THE TASK —
Set down the following lines exactly as they appear, reproducing every one of them without alteration.

RAW DATA —
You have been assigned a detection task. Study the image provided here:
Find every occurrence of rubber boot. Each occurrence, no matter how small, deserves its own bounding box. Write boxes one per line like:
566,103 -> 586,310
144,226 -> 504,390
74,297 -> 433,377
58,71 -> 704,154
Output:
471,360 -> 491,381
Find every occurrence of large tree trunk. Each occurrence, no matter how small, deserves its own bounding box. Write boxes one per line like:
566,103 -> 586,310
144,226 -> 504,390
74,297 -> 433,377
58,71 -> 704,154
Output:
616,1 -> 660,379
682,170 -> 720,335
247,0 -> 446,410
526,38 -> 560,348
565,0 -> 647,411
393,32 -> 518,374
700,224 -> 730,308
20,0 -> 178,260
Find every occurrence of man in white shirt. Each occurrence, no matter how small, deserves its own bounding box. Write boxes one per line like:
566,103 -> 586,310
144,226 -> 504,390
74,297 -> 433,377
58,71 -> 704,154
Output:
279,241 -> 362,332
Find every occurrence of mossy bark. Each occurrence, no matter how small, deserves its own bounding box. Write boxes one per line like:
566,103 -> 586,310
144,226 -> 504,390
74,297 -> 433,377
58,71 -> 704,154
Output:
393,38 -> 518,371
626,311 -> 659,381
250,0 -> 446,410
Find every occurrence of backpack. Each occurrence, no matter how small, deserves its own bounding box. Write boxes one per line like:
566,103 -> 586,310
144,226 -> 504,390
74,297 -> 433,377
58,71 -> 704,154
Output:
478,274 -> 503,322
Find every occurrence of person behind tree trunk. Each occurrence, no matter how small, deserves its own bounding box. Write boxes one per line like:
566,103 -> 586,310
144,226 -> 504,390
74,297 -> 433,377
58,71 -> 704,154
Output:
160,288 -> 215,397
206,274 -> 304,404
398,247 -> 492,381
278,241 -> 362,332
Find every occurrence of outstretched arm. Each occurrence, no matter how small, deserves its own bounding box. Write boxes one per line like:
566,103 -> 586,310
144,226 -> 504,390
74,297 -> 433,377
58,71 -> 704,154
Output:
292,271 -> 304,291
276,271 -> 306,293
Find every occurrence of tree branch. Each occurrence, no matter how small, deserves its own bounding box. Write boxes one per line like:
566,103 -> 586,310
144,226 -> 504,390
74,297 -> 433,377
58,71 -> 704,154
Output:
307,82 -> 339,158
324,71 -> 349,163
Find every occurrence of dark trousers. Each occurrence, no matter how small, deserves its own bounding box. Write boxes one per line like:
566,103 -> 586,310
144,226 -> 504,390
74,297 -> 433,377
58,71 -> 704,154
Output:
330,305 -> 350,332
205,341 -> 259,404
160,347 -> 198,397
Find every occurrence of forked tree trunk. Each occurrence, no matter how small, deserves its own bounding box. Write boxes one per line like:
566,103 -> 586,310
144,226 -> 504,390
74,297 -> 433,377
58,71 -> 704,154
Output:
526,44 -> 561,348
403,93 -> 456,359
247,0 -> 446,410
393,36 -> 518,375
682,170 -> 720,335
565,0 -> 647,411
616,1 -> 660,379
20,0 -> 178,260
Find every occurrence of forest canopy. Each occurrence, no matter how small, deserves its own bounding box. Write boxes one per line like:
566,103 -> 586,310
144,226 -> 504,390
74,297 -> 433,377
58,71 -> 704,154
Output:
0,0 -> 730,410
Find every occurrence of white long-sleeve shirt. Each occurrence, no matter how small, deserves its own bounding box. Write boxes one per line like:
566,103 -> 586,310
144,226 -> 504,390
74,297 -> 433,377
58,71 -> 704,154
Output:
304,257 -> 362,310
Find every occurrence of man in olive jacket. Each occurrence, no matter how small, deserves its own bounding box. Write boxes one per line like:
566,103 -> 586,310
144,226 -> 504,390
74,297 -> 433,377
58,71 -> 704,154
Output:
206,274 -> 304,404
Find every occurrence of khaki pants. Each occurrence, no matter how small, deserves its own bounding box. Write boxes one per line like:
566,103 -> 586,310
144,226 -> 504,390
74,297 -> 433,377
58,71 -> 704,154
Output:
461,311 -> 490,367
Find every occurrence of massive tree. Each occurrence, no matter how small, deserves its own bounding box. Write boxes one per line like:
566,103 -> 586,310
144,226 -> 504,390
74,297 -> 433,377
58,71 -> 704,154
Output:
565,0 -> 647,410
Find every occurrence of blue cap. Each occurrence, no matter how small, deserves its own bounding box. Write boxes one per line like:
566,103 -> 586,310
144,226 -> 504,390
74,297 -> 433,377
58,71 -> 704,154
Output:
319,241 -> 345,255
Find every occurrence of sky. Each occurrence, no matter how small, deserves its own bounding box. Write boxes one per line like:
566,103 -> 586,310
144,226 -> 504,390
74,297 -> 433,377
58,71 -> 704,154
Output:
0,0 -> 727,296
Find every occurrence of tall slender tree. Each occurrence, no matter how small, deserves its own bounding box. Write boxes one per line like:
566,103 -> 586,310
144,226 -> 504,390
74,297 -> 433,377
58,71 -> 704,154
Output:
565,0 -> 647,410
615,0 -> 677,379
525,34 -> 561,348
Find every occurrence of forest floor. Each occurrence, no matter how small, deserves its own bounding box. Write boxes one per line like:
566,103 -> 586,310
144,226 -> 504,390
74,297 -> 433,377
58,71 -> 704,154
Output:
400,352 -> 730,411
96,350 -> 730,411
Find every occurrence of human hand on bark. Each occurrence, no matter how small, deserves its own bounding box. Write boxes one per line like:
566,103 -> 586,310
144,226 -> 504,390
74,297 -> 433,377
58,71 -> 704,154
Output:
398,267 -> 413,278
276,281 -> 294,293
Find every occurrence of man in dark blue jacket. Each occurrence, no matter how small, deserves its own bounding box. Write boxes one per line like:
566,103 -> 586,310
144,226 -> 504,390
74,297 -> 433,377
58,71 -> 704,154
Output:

SOLUTION TO THIS EXERCISE —
You have been assigned a detection task. Study the image provided here:
Find every occurrence of rubber boot. Each occurrence, no matter how small, deserves its own bounding box. Write boxes one per line like:
566,103 -> 586,310
144,226 -> 504,390
74,297 -> 433,377
58,71 -> 704,154
Output:
471,360 -> 491,381
Find every occurrence of large tree trunk. Each occurrence, no matter how small, deserves its own bounding box. Write boxes one per line like:
566,103 -> 586,310
144,226 -> 504,390
74,297 -> 433,377
58,71 -> 704,154
Output:
616,1 -> 660,379
682,170 -> 720,335
247,0 -> 446,410
526,38 -> 560,348
565,0 -> 647,411
393,32 -> 518,374
700,224 -> 730,308
20,0 -> 178,260
Find every occurrence of man in white shirt. Each occurrence, no matter how small, deserves its own bounding box. Write boxes one per line like:
566,103 -> 586,310
144,226 -> 504,390
74,297 -> 433,377
58,71 -> 704,154
Output:
279,241 -> 362,332
Find every occurrence of mossy bark. Each occurrence, no matter how small, deserves its own bounding box. Write boxes one per line like:
566,103 -> 586,310
144,226 -> 504,390
74,297 -> 433,377
58,71 -> 704,154
Output:
393,38 -> 518,371
626,311 -> 659,381
250,0 -> 446,410
Find every occurrence of backpack. Each occurrence, no matter how small, deserves its own bounding box. Write boxes one per line like:
566,103 -> 586,310
144,226 -> 504,390
74,297 -> 433,377
58,71 -> 704,154
Output:
478,274 -> 503,322
Find every occurrence of person behind tree trunk. Each occurrence, no matter how small, deserves its own bounding box. Write boxes one per line like:
566,103 -> 586,310
144,226 -> 504,390
74,297 -> 433,377
58,71 -> 704,154
Output:
160,288 -> 215,397
206,274 -> 304,404
398,247 -> 492,381
278,241 -> 362,332
Find every occurrence of outstretched arm. Each occurrence, no matter how small, deserves its own bounding box. Write boxes one per line like:
566,103 -> 586,310
144,226 -> 504,390
74,297 -> 433,377
58,71 -> 704,154
Output:
292,271 -> 304,291
276,271 -> 306,293
Find every occurrence of tree branch. Each occurrence, no matter how small, deserves its own bounding box. Write boxes one per line like:
566,103 -> 586,310
144,226 -> 504,390
74,297 -> 433,377
58,71 -> 704,154
Output:
307,82 -> 339,158
324,71 -> 349,163
Find every occurrence of dark trousers. Each occurrence, no matter how small, deserves its own bounding box. Write boxes one per line like:
566,103 -> 586,310
144,226 -> 504,390
74,297 -> 433,377
58,71 -> 704,154
Output:
330,305 -> 350,332
205,341 -> 259,404
160,347 -> 198,397
Find every occurrence of forked tree trunk. Each occurrence, no matter how small, deserves its own bounding box. Write boxes one per line like:
566,103 -> 586,310
144,226 -> 504,390
74,297 -> 433,377
58,71 -> 704,154
Output:
526,44 -> 561,348
403,93 -> 456,359
247,0 -> 446,410
393,36 -> 518,375
682,170 -> 720,335
565,0 -> 647,411
616,1 -> 660,379
20,0 -> 178,260
Find every occurrence of forest canopy. Each occurrence, no matter how small, deserves its own bounding box. Write boxes one per line like:
566,103 -> 586,310
144,226 -> 504,390
74,297 -> 433,377
58,71 -> 704,154
Output:
0,0 -> 730,410
Find every occurrence of white long-sleeve shirt. Each occurrence, no matter how small, deserves its own bounding box. Write boxes one per line like:
566,103 -> 586,310
144,226 -> 504,390
74,297 -> 433,377
58,71 -> 704,154
Output:
304,257 -> 362,310
Find every occurrence of man in olive jacket. Each occurrence, no matter how small, deserves its own bounding box. Write boxes one per line like:
566,103 -> 586,310
144,226 -> 504,390
74,297 -> 433,377
58,71 -> 704,154
Output:
206,274 -> 304,404
Find every occurrence of khaki pants. Each occurrence, no matter how small, deserves its own bounding box. Write boxes one per line like:
566,103 -> 586,310
144,226 -> 504,390
74,297 -> 433,377
58,71 -> 704,154
Output:
461,311 -> 490,367
Find every occurrence of massive tree. Each occurrence, no matter how small, deserves its own bounding box. Write boxes one per line like:
566,103 -> 586,310
144,226 -> 504,390
74,297 -> 433,377
58,71 -> 704,154
Output:
565,0 -> 647,410
Find every occurrence of blue cap. Each occurrence, no matter how small, deserves its own bounding box. Write boxes one per line like:
566,103 -> 586,310
144,226 -> 504,390
74,297 -> 433,377
58,71 -> 704,154
Output:
319,241 -> 345,255
Find every occurrence of sky. Each occurrence, no matter how small, deserves its own bounding box. Write boxes one per line like:
566,103 -> 586,310
144,226 -> 504,390
74,297 -> 433,377
58,71 -> 704,154
Output:
0,0 -> 727,296
Find every occurrence of tall slender tree. Each occurrence, no matter how small, deserves its own bounding box. Write boxes one per line like:
566,103 -> 586,310
144,226 -> 504,390
74,297 -> 433,377
58,71 -> 704,154
Output:
565,0 -> 647,410
615,0 -> 677,379
525,34 -> 561,348
Find every occurrence of forest floor. Each occurrence, no matter how small, deserves its own bounding box. Write boxes one per line like:
566,103 -> 586,310
144,226 -> 504,390
74,297 -> 433,377
58,71 -> 704,154
Output:
400,352 -> 730,411
96,350 -> 730,411
Find every occurrence of human hand on bark. Each occurrence, no matter how small, deserves its own bounding box. Write boxes one per line like:
566,103 -> 586,310
144,226 -> 504,390
74,297 -> 433,377
58,71 -> 704,154
Output:
398,267 -> 413,278
276,281 -> 294,293
Find every occurrence of man in dark blue jacket. Each occurrence, no matter how small, deserves its own bounding box. Write boxes one per line like:
566,103 -> 586,310
144,226 -> 504,390
74,297 -> 433,377
58,71 -> 704,154
Output:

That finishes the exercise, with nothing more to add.